» Problem
Rewrite the listing below, replacing every occurrence of "one dot per instance" with "a single point for each instance" and leaving all other text unchanged.

» Extracted information
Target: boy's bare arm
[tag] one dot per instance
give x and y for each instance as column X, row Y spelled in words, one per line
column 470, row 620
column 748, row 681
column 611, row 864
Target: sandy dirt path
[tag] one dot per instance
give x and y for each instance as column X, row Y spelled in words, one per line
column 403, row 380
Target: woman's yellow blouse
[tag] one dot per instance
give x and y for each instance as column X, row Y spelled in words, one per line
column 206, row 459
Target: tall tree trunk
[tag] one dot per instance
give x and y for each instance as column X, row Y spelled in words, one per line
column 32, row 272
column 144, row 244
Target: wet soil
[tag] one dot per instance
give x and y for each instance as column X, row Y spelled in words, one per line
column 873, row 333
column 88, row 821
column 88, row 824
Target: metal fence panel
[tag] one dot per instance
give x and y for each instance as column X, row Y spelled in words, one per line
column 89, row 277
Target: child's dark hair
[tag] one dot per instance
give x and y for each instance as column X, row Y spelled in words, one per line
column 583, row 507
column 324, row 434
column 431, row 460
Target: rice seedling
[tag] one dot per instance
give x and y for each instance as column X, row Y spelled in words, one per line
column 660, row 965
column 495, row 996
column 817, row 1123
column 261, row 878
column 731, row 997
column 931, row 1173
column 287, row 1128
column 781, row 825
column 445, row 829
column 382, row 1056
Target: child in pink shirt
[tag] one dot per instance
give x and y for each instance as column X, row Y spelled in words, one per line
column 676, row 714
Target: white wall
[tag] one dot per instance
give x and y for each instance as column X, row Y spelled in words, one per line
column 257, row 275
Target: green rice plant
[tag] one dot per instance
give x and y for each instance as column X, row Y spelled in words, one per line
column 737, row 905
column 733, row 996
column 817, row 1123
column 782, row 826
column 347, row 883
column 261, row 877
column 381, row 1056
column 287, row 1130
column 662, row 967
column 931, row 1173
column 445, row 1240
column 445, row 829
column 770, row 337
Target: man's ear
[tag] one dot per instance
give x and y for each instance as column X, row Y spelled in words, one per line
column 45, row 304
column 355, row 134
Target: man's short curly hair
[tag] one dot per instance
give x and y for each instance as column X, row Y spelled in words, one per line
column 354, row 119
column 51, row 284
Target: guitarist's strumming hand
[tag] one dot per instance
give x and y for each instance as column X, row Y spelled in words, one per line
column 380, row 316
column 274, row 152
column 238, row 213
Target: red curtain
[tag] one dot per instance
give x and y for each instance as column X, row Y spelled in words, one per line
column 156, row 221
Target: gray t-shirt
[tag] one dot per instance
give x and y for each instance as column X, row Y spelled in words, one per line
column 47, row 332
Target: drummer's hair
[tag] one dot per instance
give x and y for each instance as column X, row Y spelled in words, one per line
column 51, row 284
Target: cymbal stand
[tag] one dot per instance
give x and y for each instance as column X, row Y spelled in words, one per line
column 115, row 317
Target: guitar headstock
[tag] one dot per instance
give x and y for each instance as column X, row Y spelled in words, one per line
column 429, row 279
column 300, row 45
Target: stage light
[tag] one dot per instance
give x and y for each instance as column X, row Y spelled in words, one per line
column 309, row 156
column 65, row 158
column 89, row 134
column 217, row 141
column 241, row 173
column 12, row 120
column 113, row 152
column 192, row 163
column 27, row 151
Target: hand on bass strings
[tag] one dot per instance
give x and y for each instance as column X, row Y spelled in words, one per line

» Expected output
Target: boy's bare arm
[tag] a single point for each instance
give x and y for each instance as column X, row Y spelled in words, one per line
column 470, row 620
column 748, row 681
column 611, row 864
Target: sandy dirt path
[tag] a single point for each instance
give x and y for each instance as column X, row Y spelled in words, one per line
column 403, row 380
Target: woman's yellow blouse
[tag] a single point for each instance
give x and y for each instance as column X, row Y spelled in words, one per line
column 206, row 459
Target: tall tree trunk
[tag] a single point for each instance
give x and y for each instance as column X, row Y spelled in words, one per line
column 32, row 272
column 144, row 244
Target: wet soil
[tag] a single point for each instance
give x and y for each instance as column X, row Y spelled in words, one per line
column 873, row 333
column 88, row 821
column 88, row 824
Target: metal fence panel
[tag] a single point for each instance
give x and y for each instance as column X, row Y spelled in words, one per line
column 89, row 277
Target: child's dark hair
[tag] a single point for each instance
give x and y for each instance as column X, row Y spelled in words, one per line
column 583, row 507
column 324, row 434
column 431, row 460
Target: rice seedling
[tag] a single point for each instance
give x and y for each instance as column X, row Y spelled in words, one per line
column 660, row 965
column 495, row 996
column 817, row 1123
column 261, row 878
column 731, row 997
column 931, row 1173
column 287, row 1128
column 781, row 825
column 445, row 829
column 382, row 1056
Target: child in pink shirt
[tag] a single point for each instance
give x and y for each instance as column X, row Y spelled in words, one per line
column 676, row 714
Target: white wall
[tag] a single point for each instance
give x and y for each instance as column X, row Y spelled in words, one per line
column 257, row 275
Target: green rice plant
[tag] a single point for each instance
give x and y for each instance as column X, row Y spelled in words, one per line
column 737, row 905
column 733, row 996
column 817, row 1123
column 782, row 826
column 347, row 883
column 261, row 877
column 381, row 1056
column 287, row 1130
column 662, row 967
column 931, row 1173
column 445, row 1240
column 445, row 829
column 770, row 337
Target: man's ear
[tag] a single point for each instance
give x and y for each instance as column X, row Y spelled in words, one per line
column 45, row 304
column 355, row 134
Target: man's short curly hair
[tag] a single point for each instance
give x and y for each instance as column X, row Y spelled in words, one per line
column 354, row 119
column 51, row 284
Target: guitarist's strumming hand
[tag] a single point for each instance
give x and y for each instance as column X, row Y spelled in words, one per line
column 380, row 316
column 274, row 152
column 238, row 213
Target: red curtain
[tag] a single point for each instance
give x and y for each instance as column X, row Y spelled in words, one per line
column 156, row 221
Target: gray t-shirt
[tag] a single point for each instance
give x and y for each instance as column X, row Y spelled in words, one per line
column 47, row 332
Target: drummer's hair
[tag] a single point for each instance
give x and y for each instance as column X, row Y spelled in words, one per line
column 51, row 284
Target: cymbal stand
[tag] a single point for each instance
give x and y for each instance as column X, row Y spelled in words, one per line
column 115, row 317
Target: guitar headstock
[tag] a single point for each instance
give x and y for each instance as column X, row Y spelled in words, one per line
column 429, row 279
column 300, row 45
Target: stage light
[tag] a single point for each instance
give x and y for each instance as column X, row Y spelled in words, one per line
column 309, row 156
column 65, row 158
column 89, row 134
column 217, row 141
column 241, row 173
column 12, row 120
column 113, row 152
column 192, row 163
column 27, row 151
Target: hand on bass strings
[tag] a single point for each instance
give x and y for each instance as column X, row Y spelled in words, one per line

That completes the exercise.